* **Excerpt**
□ □ □ □ □
# Yet another request for help picking out a first gyuto.



## Hoop Nasty (Jan 5, 2019)

Hi guys and gals,

Long-time lurker, first time poster. Where to begin. I've been cooking/prepping food in a professional setting for around 15 years. As of now, I'd say I have decent knife skills; though, I've lost some fingertips along the way. 

Until recently starting a new job at a hibachi/sushi restaurant, I had been satisfied with my knife roll. Couple shuns, a messermeister for the heavy lifting, and a mac ceramic honing rod. I've always been intrigued with reactive steels, and higher quality knives, in general. So, I've done a lot of research on my own, through this forum, or through comparing statistics on CKTG. It wasn't until I started at this newer job that I got a chance to use them and see, first hand, how much keener they can be. I think I'm finally convinced that I need to get a better knife, and I could use a little guidance. Being from a smaller town in the southern US doesn't give me a lot of options to try before I buy. It can be frustratingly backwards here, at times.

I have a king 1k/6k and the aforementioned ceramic hone. I am looking at getting a new stone with my knife, likely a shapton/naniwa 8k or something similar, along with a strop and something to impregnate the strop. So, hopefully I'll have the sharpening taken care of. I've been sharpening my own 50/50 knives for years, never tried an assymetrical grind.

That just leaves the knife, eh? The 25000 dollar question: which knife is the perfect one for me? I have been seriously considering reactive steels, I like the idea of the patina giving my knife its own unique look. Plus, the higher Rockwell numbers that reactive steels tend to score lend to taking and holding a better edge. But, if I'm going to be using this knife on the line, would a stainless or semi-stainless option be better? I tend to wipe my knife off after every use anyway, but I wouldn't say that I am thoroughly cleaning it each time. More like wiping with a moist and then dry towel. Stainless knives tend to have lower Rockwell scores, but the konosuke semi-stainless lines are apparently all the rage.
□ □ □ □ □
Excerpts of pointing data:
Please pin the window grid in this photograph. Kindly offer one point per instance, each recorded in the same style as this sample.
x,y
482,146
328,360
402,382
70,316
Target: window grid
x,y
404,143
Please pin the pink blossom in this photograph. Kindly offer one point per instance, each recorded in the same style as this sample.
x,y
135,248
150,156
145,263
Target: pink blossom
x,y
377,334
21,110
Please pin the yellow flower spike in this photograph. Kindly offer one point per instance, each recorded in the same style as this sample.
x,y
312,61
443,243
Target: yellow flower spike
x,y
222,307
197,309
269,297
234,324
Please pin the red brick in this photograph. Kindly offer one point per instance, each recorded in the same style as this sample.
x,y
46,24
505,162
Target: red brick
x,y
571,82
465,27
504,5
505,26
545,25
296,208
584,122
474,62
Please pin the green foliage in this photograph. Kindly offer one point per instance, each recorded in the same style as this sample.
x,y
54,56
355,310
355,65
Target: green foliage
□ □ □ □ □
* **Requirements**
a: In the forum post about choosing a first gyuto, how long has the poster been cooking or prepping food professionally?
b: Write the next part of the forum post about choosing a first gyuto, picking up after its last sentence.
The records have nothing to do with the text.

* **Solved tasks**
a: Around 15 years.

b:
Our cutting boards, they're plastic and color coded. You know the sort. They've got a hook cut into one corner for convenient storage. They're probably not the best for edge retention, this is another factor I'm considering. Should I get the semi-stainless for the lower hardness and less likely to chip factor on those poly boards? Or should I buy a reactive blade and get my own cutting board while I'm at it? Am I over thinking the situation entirely? 

Other miscellaneous information:
Right handed - pinch grip.
Normal/average sized hands.
I'd rather not spend more than $400usd on a knife, but that's not prohibitive, if it's truly worth more. 
I know suggestions tend to favor the 240mm gyutos, but I honestly think it would be a little unwieldy for our endangered counter space (we're elbow to elbow at times). For that reason, I'm leaning toward the 210s.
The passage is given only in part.